(PASSAGE SHOWN):
-- Opening Marker --
They implemented processes, trained teams, implemented measurement, and stayed engaged as volumes grew. The non‑negotiable for partner clinics was the same as at home: adopt the patient‑first decision test and build systems that make it the default, not the exception. Clinical pathways for TMS and ketamine/esketamine are standardized and paired with outcomes measurement that informs iterative protocol refinements across sites. “We treat measurement like a clinical instrument,” Dr. Schmale says. “It’s how you learn, site to site.”
Capacity and internal processes are designed to prioritize consistent, dependable performance under real-world conditions over achieving maximum output in ideal, theoretical scenarios. This approach reflects a deeper understanding of what drives lasting success. “It’s easy for operators to overlook the intangibles that truly set apart organizations and position them to thrive over the long term,” Reinhart says. “Trust compounds, and not everything can be measured as a line item.”
Michigan Advanced Psychiatry has set itself apart through a culture that values people as much as profits. Dr. Schmale and Reinhart view employee satisfaction, team cohesion, and patient trust as important drivers of long-term success. This perspective has fostered low turnover, high clinician morale, and a reputation for care that grows over time, allowing the clinics to grow responsibly while maintaining the quality and integrity that drew patients and referrers in the first place.
-- Closing Marker --
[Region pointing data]
-- Opening Marker --
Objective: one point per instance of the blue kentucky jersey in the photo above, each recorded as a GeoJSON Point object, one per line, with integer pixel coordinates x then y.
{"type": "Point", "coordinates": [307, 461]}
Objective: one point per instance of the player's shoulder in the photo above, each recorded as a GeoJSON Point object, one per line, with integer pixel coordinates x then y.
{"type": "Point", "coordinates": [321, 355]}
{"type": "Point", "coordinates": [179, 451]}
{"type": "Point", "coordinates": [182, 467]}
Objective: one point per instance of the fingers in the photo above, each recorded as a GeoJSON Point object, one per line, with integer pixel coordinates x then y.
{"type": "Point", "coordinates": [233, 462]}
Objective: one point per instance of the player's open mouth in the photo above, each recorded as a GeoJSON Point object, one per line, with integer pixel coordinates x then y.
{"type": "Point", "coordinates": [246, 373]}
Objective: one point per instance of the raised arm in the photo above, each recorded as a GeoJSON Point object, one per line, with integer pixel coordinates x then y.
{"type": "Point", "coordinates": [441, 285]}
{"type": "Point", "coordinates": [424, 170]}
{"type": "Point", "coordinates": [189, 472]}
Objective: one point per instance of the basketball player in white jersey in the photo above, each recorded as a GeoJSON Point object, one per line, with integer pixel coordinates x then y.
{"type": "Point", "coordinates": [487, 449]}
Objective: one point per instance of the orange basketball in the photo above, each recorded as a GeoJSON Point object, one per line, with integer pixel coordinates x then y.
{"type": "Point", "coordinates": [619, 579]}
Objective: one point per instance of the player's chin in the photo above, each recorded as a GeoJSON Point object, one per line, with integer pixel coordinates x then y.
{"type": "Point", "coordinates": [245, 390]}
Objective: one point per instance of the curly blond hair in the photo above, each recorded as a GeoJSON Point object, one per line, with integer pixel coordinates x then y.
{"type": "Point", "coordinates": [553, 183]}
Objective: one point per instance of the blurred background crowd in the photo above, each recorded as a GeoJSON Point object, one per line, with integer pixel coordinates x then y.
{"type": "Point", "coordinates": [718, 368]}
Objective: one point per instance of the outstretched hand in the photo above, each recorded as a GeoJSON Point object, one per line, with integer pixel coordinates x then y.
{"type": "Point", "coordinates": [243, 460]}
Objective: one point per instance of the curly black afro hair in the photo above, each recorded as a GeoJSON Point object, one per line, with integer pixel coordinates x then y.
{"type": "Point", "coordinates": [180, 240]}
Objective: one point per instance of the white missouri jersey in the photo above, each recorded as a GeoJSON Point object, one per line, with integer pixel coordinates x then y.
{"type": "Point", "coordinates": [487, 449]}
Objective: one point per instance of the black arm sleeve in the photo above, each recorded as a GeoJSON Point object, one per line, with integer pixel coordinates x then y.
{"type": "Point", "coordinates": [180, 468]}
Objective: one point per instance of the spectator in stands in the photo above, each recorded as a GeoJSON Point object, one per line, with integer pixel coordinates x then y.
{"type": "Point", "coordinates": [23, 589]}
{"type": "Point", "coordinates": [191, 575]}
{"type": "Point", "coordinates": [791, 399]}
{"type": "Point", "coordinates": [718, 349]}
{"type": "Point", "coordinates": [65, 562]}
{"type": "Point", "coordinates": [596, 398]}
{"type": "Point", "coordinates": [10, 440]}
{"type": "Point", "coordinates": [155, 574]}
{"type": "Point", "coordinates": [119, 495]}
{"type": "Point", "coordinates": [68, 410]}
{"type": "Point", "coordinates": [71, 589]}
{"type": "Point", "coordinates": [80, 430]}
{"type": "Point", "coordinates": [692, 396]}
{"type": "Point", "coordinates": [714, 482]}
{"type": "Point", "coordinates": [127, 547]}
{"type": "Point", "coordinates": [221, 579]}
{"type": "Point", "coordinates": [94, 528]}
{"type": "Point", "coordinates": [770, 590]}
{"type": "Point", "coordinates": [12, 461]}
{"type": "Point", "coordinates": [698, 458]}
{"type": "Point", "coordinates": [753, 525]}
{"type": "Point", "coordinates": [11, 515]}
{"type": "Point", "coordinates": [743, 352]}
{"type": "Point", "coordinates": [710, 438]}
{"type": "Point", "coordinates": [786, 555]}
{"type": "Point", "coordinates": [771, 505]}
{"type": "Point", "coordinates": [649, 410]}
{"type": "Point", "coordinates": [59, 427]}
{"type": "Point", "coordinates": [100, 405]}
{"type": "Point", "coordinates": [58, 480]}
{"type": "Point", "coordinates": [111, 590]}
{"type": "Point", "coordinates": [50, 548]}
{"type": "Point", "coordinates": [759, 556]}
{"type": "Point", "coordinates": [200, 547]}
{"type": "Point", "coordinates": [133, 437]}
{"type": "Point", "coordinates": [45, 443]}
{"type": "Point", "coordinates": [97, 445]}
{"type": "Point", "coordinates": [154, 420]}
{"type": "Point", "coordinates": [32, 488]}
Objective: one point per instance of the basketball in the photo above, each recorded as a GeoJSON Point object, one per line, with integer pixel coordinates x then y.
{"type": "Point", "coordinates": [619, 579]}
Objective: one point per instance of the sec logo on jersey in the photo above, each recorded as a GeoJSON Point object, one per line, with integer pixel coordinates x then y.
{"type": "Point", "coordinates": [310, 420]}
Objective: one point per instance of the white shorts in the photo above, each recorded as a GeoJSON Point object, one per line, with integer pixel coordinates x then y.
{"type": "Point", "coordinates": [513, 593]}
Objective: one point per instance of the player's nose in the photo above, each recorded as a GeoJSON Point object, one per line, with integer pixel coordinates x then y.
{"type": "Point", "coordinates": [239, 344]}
-- Closing Marker --
(WORK ITEM A):
From the clinic passage, pull out word for word the stretch that begins at the words "Michigan Advanced Psychiatry" and stops after "the first place.".
(WORK ITEM B):
Answer these questions using the clinic passage:
(i) For which treatments are clinical pathways standardized?
(ii) What does Reinhart say compounds?
(iii) Which three things do Dr. Schmale and Reinhart view as important drivers of long-term success?

(PROBLEM SOLUTION A):
Michigan Advanced Psychiatry has set itself apart through a culture that values people as much as profits. Dr. Schmale and Reinhart view employee satisfaction, team cohesion, and patient trust as important drivers of long-term success. This perspective has fostered low turnover, high clinician morale, and a reputation for care that grows over time, allowing the clinics to grow responsibly while maintaining the quality and integrity that drew patients and referrers in the first place.

(PROBLEM SOLUTION B):
(i) TMS and ketamine/esketamine
(ii) Trust
(iii) Employee satisfaction, team cohesion, and patient trust